§ Prompt: Pull out every line of the items below that contains the word "boulder", and copy each one unchanged.

═══ Input

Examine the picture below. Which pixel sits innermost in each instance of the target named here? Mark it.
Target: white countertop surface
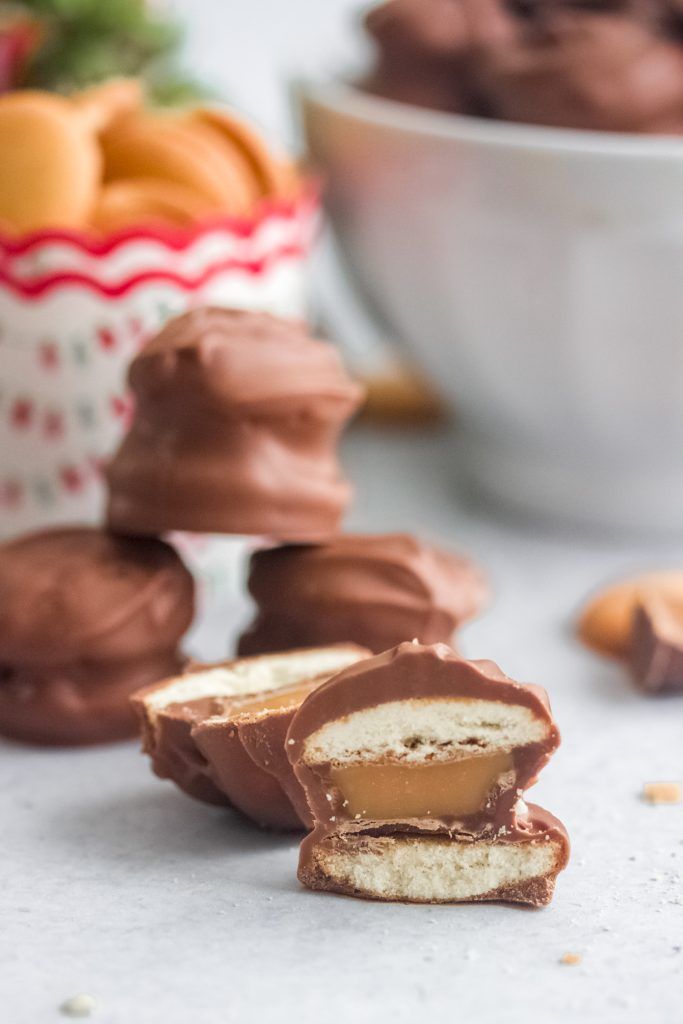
(163, 909)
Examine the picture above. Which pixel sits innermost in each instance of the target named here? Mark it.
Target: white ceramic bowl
(537, 276)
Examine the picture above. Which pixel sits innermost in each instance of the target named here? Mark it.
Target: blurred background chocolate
(85, 620)
(375, 590)
(610, 66)
(236, 429)
(656, 645)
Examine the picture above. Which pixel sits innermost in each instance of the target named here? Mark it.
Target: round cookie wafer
(50, 167)
(147, 201)
(166, 147)
(276, 176)
(100, 104)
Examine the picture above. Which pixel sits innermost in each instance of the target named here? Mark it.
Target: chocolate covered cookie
(218, 730)
(236, 428)
(86, 619)
(414, 764)
(375, 590)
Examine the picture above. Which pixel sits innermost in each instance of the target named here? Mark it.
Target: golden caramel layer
(451, 788)
(275, 699)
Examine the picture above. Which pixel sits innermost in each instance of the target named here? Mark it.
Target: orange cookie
(167, 147)
(101, 104)
(147, 201)
(276, 176)
(50, 165)
(606, 621)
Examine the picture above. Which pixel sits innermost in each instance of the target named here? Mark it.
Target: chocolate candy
(415, 757)
(373, 590)
(86, 617)
(586, 70)
(604, 65)
(385, 863)
(236, 428)
(218, 730)
(656, 645)
(425, 46)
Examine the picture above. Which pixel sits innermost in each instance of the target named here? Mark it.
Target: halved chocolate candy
(218, 730)
(420, 733)
(517, 865)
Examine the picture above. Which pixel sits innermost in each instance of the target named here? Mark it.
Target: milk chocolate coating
(424, 48)
(253, 784)
(409, 672)
(220, 756)
(590, 71)
(539, 826)
(600, 65)
(656, 646)
(86, 617)
(236, 428)
(375, 591)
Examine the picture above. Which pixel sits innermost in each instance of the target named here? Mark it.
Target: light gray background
(168, 911)
(251, 49)
(171, 912)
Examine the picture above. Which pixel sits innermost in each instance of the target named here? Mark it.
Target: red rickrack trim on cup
(36, 289)
(172, 238)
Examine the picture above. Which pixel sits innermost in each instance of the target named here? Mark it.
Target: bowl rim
(343, 97)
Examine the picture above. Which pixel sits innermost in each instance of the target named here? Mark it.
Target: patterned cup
(74, 310)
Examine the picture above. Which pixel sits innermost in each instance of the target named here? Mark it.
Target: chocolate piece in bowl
(218, 730)
(425, 46)
(86, 619)
(656, 645)
(236, 429)
(413, 763)
(375, 590)
(582, 69)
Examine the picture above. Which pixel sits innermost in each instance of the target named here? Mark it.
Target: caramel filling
(443, 788)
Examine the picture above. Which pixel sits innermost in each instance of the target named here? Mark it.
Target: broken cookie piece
(517, 866)
(656, 645)
(420, 732)
(218, 730)
(414, 763)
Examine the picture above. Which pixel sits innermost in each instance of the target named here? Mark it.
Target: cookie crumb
(662, 793)
(81, 1005)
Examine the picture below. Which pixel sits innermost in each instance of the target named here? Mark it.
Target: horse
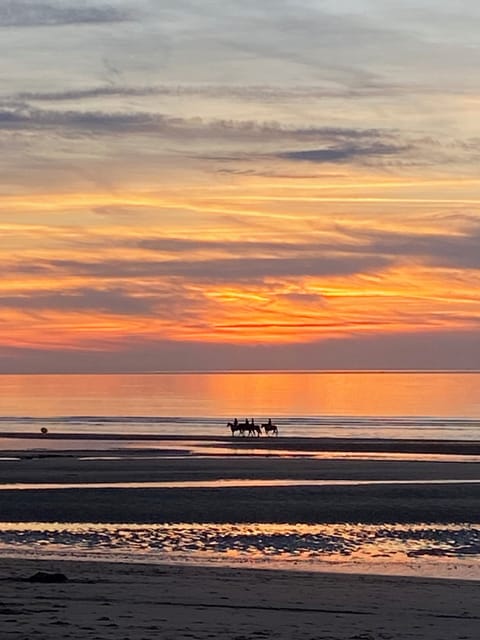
(270, 428)
(236, 426)
(254, 429)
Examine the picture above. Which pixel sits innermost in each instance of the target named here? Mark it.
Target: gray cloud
(20, 13)
(348, 142)
(446, 350)
(237, 269)
(112, 301)
(342, 154)
(248, 93)
(451, 250)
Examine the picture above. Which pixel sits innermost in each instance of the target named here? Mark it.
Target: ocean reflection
(401, 549)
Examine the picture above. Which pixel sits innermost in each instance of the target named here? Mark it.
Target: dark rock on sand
(43, 576)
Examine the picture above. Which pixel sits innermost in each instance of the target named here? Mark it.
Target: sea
(394, 405)
(429, 405)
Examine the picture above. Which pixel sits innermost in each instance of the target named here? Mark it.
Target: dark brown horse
(270, 428)
(254, 429)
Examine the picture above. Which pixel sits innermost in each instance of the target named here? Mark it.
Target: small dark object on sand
(43, 576)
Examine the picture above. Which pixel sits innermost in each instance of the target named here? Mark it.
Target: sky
(214, 184)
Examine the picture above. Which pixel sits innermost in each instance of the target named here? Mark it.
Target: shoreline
(110, 601)
(290, 443)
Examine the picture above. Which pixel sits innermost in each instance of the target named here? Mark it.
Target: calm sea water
(345, 404)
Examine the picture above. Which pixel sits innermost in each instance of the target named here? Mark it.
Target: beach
(136, 485)
(106, 601)
(147, 597)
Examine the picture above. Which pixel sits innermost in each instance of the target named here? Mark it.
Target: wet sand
(455, 503)
(105, 601)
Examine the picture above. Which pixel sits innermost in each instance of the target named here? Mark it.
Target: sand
(106, 601)
(415, 502)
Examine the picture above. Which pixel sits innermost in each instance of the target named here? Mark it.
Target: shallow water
(444, 405)
(428, 550)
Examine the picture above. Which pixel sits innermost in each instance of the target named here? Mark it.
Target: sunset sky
(219, 184)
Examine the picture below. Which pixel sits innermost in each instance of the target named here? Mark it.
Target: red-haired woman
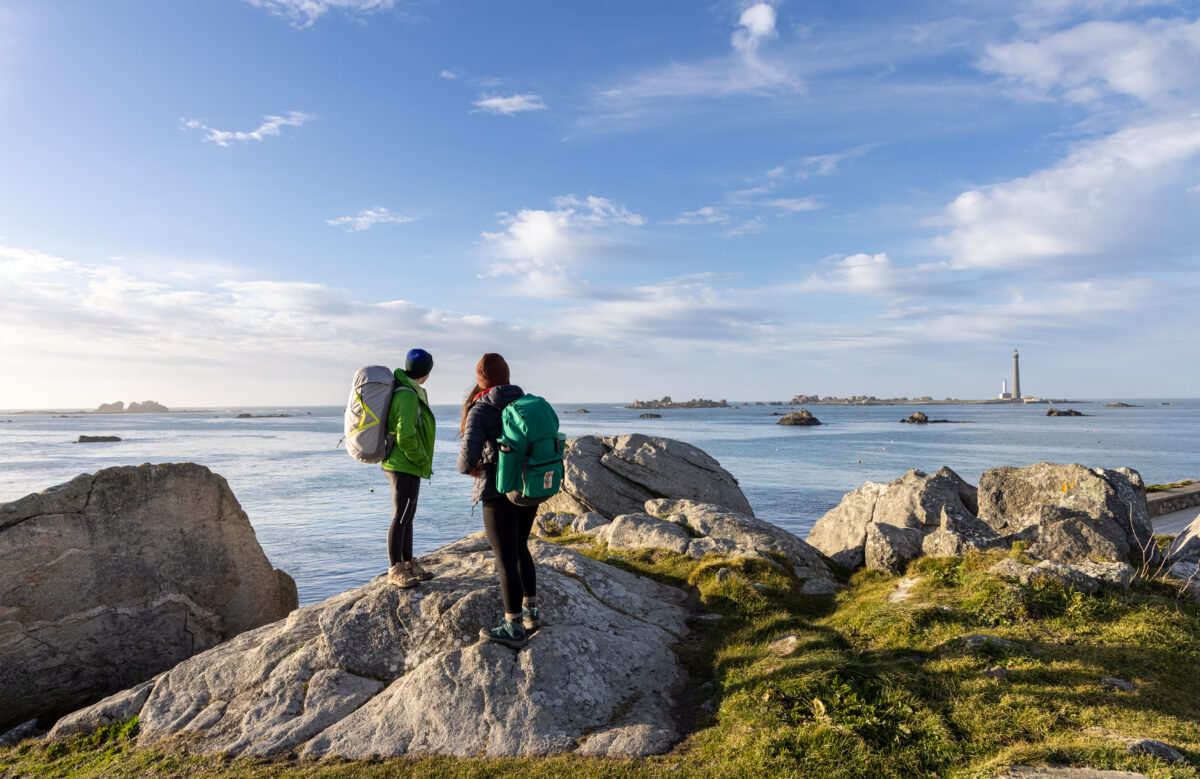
(508, 525)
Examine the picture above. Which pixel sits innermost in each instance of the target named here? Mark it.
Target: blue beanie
(418, 363)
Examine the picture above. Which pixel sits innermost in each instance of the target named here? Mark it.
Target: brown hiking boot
(402, 576)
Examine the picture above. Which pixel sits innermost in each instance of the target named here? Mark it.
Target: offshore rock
(379, 671)
(615, 475)
(915, 501)
(112, 577)
(1101, 507)
(741, 534)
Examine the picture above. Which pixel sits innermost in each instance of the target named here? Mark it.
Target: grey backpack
(366, 435)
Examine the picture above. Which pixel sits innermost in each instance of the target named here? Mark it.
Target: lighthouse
(1017, 376)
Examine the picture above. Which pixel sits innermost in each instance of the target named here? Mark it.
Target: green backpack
(531, 467)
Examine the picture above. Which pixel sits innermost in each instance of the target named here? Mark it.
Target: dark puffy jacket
(479, 438)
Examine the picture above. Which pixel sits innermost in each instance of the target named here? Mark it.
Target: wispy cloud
(508, 106)
(367, 219)
(270, 127)
(541, 245)
(304, 13)
(743, 71)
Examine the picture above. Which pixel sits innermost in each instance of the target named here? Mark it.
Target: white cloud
(1104, 201)
(744, 71)
(269, 127)
(795, 205)
(857, 274)
(304, 13)
(367, 219)
(508, 106)
(707, 215)
(540, 245)
(1156, 63)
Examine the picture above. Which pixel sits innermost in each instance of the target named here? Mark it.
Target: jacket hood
(501, 396)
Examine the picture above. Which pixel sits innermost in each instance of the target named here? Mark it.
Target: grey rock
(21, 732)
(784, 645)
(113, 577)
(978, 640)
(1065, 772)
(1110, 503)
(889, 547)
(641, 531)
(820, 587)
(1139, 745)
(1187, 544)
(1117, 684)
(618, 474)
(742, 534)
(957, 534)
(588, 522)
(599, 677)
(1067, 535)
(114, 708)
(913, 501)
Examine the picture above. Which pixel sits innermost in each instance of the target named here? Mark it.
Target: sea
(323, 517)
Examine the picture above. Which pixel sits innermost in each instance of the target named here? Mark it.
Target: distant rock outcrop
(1067, 515)
(802, 418)
(618, 474)
(112, 577)
(381, 672)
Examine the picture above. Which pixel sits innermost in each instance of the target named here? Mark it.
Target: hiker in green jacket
(409, 461)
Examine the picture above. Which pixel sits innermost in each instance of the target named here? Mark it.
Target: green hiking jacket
(413, 451)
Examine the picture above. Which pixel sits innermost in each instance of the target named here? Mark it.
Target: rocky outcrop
(916, 501)
(379, 671)
(615, 475)
(112, 577)
(803, 418)
(1103, 511)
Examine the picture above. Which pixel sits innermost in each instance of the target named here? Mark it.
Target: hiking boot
(510, 634)
(401, 575)
(420, 573)
(529, 618)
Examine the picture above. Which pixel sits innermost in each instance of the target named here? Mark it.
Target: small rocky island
(803, 418)
(144, 407)
(666, 402)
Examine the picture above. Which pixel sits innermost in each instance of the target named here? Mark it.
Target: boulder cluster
(1090, 520)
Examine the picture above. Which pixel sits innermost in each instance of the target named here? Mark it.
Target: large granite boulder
(915, 501)
(615, 475)
(1103, 510)
(378, 671)
(725, 532)
(112, 577)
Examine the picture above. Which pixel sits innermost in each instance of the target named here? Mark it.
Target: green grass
(873, 688)
(1164, 487)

══════

§ Answer to this exercise:
Target: boulder cluster
Target: large granite boulder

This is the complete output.